Pull out everything in the entries below from the line containing "Practice. Spot the groom in" through the end of the entries, and repeat those lines exactly.

-- START Records shown --

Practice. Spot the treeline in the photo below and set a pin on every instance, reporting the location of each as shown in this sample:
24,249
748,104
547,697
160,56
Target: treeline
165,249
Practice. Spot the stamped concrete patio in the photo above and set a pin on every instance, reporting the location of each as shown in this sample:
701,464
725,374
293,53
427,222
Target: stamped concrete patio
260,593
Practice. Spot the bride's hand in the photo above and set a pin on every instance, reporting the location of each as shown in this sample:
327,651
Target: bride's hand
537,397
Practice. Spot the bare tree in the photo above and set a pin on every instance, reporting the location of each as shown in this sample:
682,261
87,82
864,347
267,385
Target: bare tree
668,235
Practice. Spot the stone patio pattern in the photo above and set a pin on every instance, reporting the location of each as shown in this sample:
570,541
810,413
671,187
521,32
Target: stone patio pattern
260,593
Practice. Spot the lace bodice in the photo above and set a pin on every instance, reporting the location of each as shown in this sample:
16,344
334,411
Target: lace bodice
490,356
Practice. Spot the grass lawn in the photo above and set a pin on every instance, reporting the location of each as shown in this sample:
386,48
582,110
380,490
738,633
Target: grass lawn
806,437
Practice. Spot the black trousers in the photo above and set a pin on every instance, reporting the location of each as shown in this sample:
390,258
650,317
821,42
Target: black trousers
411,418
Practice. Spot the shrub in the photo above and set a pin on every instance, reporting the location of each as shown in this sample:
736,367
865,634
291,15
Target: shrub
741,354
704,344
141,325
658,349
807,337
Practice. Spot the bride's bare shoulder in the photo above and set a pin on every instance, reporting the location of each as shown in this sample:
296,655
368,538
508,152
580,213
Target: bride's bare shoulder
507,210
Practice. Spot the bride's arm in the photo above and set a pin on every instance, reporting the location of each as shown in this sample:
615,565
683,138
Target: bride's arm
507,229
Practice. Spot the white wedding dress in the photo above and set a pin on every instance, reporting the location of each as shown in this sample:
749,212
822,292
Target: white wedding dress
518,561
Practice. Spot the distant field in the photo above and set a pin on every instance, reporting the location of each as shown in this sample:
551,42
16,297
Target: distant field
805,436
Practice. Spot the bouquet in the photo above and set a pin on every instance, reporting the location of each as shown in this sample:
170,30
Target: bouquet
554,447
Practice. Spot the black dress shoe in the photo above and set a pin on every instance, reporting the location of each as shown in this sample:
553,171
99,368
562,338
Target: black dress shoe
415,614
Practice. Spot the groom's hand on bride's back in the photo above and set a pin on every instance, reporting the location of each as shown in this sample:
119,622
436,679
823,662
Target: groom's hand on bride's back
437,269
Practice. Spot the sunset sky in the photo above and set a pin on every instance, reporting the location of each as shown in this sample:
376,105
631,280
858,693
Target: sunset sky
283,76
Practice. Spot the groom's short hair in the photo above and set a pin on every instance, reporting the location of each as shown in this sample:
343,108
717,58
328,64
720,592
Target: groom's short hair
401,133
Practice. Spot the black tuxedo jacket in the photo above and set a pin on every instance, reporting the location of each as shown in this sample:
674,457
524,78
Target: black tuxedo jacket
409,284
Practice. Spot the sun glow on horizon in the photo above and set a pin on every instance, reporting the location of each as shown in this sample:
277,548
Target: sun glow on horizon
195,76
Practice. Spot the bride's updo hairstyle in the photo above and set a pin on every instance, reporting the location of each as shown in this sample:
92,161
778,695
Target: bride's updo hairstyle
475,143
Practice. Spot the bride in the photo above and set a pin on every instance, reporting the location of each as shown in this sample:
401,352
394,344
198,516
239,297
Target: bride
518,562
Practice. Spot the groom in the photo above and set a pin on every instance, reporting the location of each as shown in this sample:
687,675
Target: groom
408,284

-- END Records shown --

## Correct output
Practice. Spot the groom in the photo above and set a pin on every instance, reporting the location of each as shown in this sample:
687,675
Target: groom
408,284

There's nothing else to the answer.